┌──

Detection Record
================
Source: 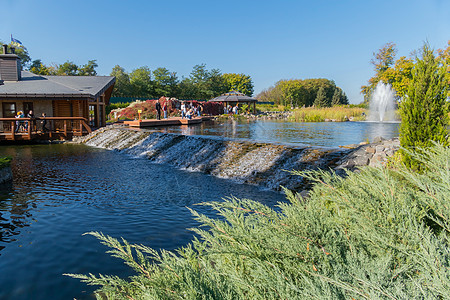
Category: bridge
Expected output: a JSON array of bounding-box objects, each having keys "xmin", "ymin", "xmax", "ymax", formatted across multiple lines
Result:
[{"xmin": 0, "ymin": 117, "xmax": 92, "ymax": 142}]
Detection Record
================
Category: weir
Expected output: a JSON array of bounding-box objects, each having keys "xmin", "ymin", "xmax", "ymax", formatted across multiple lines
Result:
[{"xmin": 77, "ymin": 127, "xmax": 351, "ymax": 191}]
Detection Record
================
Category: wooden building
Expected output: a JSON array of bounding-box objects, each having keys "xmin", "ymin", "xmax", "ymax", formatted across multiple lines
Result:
[
  {"xmin": 0, "ymin": 45, "xmax": 115, "ymax": 127},
  {"xmin": 209, "ymin": 91, "xmax": 258, "ymax": 114}
]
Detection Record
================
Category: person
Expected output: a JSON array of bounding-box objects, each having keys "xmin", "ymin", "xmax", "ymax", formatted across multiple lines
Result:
[
  {"xmin": 25, "ymin": 110, "xmax": 34, "ymax": 130},
  {"xmin": 186, "ymin": 108, "xmax": 193, "ymax": 120},
  {"xmin": 41, "ymin": 113, "xmax": 48, "ymax": 132},
  {"xmin": 155, "ymin": 100, "xmax": 161, "ymax": 120},
  {"xmin": 163, "ymin": 100, "xmax": 167, "ymax": 119},
  {"xmin": 180, "ymin": 101, "xmax": 186, "ymax": 119},
  {"xmin": 15, "ymin": 110, "xmax": 25, "ymax": 133}
]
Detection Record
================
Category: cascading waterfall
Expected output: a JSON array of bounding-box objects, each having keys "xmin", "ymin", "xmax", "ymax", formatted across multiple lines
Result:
[
  {"xmin": 368, "ymin": 81, "xmax": 395, "ymax": 122},
  {"xmin": 79, "ymin": 127, "xmax": 349, "ymax": 191}
]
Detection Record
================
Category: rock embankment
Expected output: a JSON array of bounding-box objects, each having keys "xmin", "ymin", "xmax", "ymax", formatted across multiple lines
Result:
[
  {"xmin": 0, "ymin": 167, "xmax": 12, "ymax": 184},
  {"xmin": 335, "ymin": 137, "xmax": 400, "ymax": 171}
]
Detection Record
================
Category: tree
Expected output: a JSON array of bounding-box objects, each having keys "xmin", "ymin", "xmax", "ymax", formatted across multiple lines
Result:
[
  {"xmin": 77, "ymin": 59, "xmax": 98, "ymax": 76},
  {"xmin": 400, "ymin": 44, "xmax": 448, "ymax": 167},
  {"xmin": 314, "ymin": 87, "xmax": 330, "ymax": 108},
  {"xmin": 130, "ymin": 66, "xmax": 154, "ymax": 98},
  {"xmin": 110, "ymin": 65, "xmax": 131, "ymax": 97},
  {"xmin": 223, "ymin": 73, "xmax": 254, "ymax": 97},
  {"xmin": 0, "ymin": 42, "xmax": 31, "ymax": 70},
  {"xmin": 29, "ymin": 59, "xmax": 50, "ymax": 75},
  {"xmin": 361, "ymin": 42, "xmax": 397, "ymax": 104},
  {"xmin": 56, "ymin": 61, "xmax": 78, "ymax": 76}
]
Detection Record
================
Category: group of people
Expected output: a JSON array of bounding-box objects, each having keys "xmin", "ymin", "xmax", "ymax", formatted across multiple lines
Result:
[
  {"xmin": 224, "ymin": 104, "xmax": 239, "ymax": 115},
  {"xmin": 155, "ymin": 100, "xmax": 203, "ymax": 120},
  {"xmin": 15, "ymin": 110, "xmax": 48, "ymax": 133}
]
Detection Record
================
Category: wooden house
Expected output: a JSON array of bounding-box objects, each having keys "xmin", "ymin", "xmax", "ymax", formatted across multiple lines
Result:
[{"xmin": 0, "ymin": 45, "xmax": 115, "ymax": 127}]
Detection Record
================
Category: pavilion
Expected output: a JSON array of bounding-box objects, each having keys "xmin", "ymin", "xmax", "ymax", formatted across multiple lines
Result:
[{"xmin": 209, "ymin": 91, "xmax": 258, "ymax": 114}]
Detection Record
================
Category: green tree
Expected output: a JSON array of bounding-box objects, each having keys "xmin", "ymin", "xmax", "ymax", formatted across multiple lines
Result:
[
  {"xmin": 29, "ymin": 59, "xmax": 50, "ymax": 75},
  {"xmin": 0, "ymin": 42, "xmax": 31, "ymax": 70},
  {"xmin": 153, "ymin": 68, "xmax": 178, "ymax": 98},
  {"xmin": 77, "ymin": 59, "xmax": 98, "ymax": 76},
  {"xmin": 223, "ymin": 73, "xmax": 254, "ymax": 97},
  {"xmin": 400, "ymin": 44, "xmax": 448, "ymax": 167},
  {"xmin": 361, "ymin": 42, "xmax": 397, "ymax": 104},
  {"xmin": 56, "ymin": 61, "xmax": 78, "ymax": 76},
  {"xmin": 314, "ymin": 87, "xmax": 330, "ymax": 108},
  {"xmin": 130, "ymin": 66, "xmax": 154, "ymax": 98},
  {"xmin": 110, "ymin": 65, "xmax": 131, "ymax": 97}
]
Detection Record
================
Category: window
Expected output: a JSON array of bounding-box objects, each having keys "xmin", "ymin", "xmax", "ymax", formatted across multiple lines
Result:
[{"xmin": 3, "ymin": 102, "xmax": 17, "ymax": 118}]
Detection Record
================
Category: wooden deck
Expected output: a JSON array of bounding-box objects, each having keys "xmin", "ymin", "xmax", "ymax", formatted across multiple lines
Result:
[
  {"xmin": 0, "ymin": 117, "xmax": 92, "ymax": 142},
  {"xmin": 123, "ymin": 116, "xmax": 212, "ymax": 128}
]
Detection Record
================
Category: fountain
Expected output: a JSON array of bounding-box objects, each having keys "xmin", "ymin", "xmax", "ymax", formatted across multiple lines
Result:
[{"xmin": 368, "ymin": 81, "xmax": 395, "ymax": 122}]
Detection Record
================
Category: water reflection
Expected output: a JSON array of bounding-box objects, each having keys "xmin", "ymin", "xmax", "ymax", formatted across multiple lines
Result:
[{"xmin": 144, "ymin": 120, "xmax": 399, "ymax": 147}]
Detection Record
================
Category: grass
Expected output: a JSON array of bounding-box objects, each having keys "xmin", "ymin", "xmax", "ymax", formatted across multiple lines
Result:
[{"xmin": 289, "ymin": 106, "xmax": 367, "ymax": 122}]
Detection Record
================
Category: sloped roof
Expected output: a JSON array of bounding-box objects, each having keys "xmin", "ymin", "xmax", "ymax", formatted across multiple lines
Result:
[
  {"xmin": 209, "ymin": 91, "xmax": 258, "ymax": 102},
  {"xmin": 0, "ymin": 71, "xmax": 116, "ymax": 99}
]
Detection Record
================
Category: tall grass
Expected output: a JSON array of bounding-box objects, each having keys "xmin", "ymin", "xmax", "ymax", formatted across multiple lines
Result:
[{"xmin": 289, "ymin": 106, "xmax": 367, "ymax": 122}]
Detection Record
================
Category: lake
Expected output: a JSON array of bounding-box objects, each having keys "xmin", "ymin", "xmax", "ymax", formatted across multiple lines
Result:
[{"xmin": 0, "ymin": 121, "xmax": 398, "ymax": 299}]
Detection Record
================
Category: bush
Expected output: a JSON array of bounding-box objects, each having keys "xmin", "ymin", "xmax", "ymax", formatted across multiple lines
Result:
[
  {"xmin": 400, "ymin": 45, "xmax": 448, "ymax": 168},
  {"xmin": 66, "ymin": 145, "xmax": 450, "ymax": 299}
]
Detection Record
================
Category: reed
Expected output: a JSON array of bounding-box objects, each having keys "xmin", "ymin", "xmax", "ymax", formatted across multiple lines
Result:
[{"xmin": 289, "ymin": 106, "xmax": 367, "ymax": 122}]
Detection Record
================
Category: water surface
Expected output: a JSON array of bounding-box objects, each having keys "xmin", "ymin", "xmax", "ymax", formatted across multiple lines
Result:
[{"xmin": 0, "ymin": 145, "xmax": 284, "ymax": 299}]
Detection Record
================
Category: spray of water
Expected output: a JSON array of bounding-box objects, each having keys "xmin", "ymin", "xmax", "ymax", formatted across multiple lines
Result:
[{"xmin": 368, "ymin": 81, "xmax": 395, "ymax": 122}]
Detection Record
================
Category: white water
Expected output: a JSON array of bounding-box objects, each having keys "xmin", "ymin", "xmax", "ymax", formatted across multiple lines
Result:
[
  {"xmin": 368, "ymin": 81, "xmax": 395, "ymax": 122},
  {"xmin": 79, "ymin": 128, "xmax": 349, "ymax": 190}
]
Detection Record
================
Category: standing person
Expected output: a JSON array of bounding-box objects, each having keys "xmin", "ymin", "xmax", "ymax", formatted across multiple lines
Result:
[
  {"xmin": 25, "ymin": 110, "xmax": 35, "ymax": 130},
  {"xmin": 163, "ymin": 100, "xmax": 167, "ymax": 119},
  {"xmin": 155, "ymin": 100, "xmax": 161, "ymax": 120},
  {"xmin": 180, "ymin": 101, "xmax": 186, "ymax": 119},
  {"xmin": 41, "ymin": 113, "xmax": 48, "ymax": 132}
]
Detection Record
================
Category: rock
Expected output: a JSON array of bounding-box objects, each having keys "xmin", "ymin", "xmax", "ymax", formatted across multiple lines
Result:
[
  {"xmin": 372, "ymin": 136, "xmax": 385, "ymax": 143},
  {"xmin": 366, "ymin": 147, "xmax": 376, "ymax": 154}
]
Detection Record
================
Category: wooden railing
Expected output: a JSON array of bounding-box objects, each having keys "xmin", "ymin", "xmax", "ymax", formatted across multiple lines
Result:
[{"xmin": 0, "ymin": 117, "xmax": 92, "ymax": 141}]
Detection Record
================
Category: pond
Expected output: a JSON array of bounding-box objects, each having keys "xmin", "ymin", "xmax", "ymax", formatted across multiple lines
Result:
[
  {"xmin": 146, "ymin": 120, "xmax": 400, "ymax": 147},
  {"xmin": 0, "ymin": 145, "xmax": 284, "ymax": 299},
  {"xmin": 0, "ymin": 121, "xmax": 398, "ymax": 299}
]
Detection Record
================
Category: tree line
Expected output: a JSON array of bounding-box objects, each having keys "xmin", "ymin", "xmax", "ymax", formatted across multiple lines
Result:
[
  {"xmin": 111, "ymin": 64, "xmax": 253, "ymax": 100},
  {"xmin": 257, "ymin": 78, "xmax": 348, "ymax": 107},
  {"xmin": 361, "ymin": 41, "xmax": 450, "ymax": 103}
]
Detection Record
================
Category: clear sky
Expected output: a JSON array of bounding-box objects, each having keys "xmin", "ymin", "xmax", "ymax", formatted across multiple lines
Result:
[{"xmin": 0, "ymin": 0, "xmax": 450, "ymax": 103}]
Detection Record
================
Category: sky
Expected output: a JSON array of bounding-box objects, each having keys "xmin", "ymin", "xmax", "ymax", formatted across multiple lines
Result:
[{"xmin": 0, "ymin": 0, "xmax": 450, "ymax": 104}]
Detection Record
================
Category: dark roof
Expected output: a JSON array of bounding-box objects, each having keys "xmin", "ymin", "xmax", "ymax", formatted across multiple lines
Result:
[
  {"xmin": 209, "ymin": 91, "xmax": 258, "ymax": 102},
  {"xmin": 0, "ymin": 71, "xmax": 116, "ymax": 99}
]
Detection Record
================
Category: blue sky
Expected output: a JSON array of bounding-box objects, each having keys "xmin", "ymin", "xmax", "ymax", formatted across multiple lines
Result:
[{"xmin": 0, "ymin": 0, "xmax": 450, "ymax": 103}]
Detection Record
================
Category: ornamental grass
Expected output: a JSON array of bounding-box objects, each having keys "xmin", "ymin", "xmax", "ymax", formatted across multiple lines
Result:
[
  {"xmin": 290, "ymin": 106, "xmax": 367, "ymax": 122},
  {"xmin": 67, "ymin": 145, "xmax": 450, "ymax": 299}
]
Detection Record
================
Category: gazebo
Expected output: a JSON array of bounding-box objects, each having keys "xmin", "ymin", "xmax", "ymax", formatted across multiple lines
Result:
[{"xmin": 209, "ymin": 91, "xmax": 258, "ymax": 114}]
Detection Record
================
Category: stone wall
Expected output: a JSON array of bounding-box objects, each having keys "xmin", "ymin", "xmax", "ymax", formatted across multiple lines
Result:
[{"xmin": 335, "ymin": 137, "xmax": 400, "ymax": 171}]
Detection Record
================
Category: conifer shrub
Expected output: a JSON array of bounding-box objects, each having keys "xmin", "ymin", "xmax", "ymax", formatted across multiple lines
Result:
[
  {"xmin": 66, "ymin": 144, "xmax": 450, "ymax": 299},
  {"xmin": 400, "ymin": 45, "xmax": 448, "ymax": 168}
]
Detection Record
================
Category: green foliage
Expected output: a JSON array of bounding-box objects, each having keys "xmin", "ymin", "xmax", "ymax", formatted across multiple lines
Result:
[
  {"xmin": 0, "ymin": 42, "xmax": 31, "ymax": 70},
  {"xmin": 223, "ymin": 73, "xmax": 253, "ymax": 97},
  {"xmin": 66, "ymin": 145, "xmax": 450, "ymax": 299},
  {"xmin": 0, "ymin": 156, "xmax": 12, "ymax": 169},
  {"xmin": 400, "ymin": 45, "xmax": 449, "ymax": 167},
  {"xmin": 314, "ymin": 87, "xmax": 330, "ymax": 108},
  {"xmin": 257, "ymin": 78, "xmax": 342, "ymax": 107}
]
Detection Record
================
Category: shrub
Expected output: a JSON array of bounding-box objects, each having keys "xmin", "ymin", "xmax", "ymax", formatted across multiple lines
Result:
[
  {"xmin": 66, "ymin": 145, "xmax": 450, "ymax": 299},
  {"xmin": 400, "ymin": 45, "xmax": 448, "ymax": 168}
]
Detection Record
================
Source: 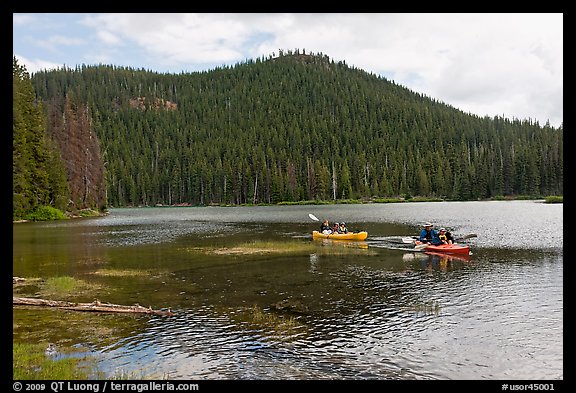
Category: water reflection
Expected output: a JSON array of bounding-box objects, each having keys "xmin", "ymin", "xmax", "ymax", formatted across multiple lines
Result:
[{"xmin": 13, "ymin": 203, "xmax": 563, "ymax": 380}]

└──

* [WHAT YOU HAVE TO DO]: Locate every line in the listing above that contains the word "green" and copy each of those lines.

* [SOLVED EXERCISE]:
Category: green tree
Category: green foliage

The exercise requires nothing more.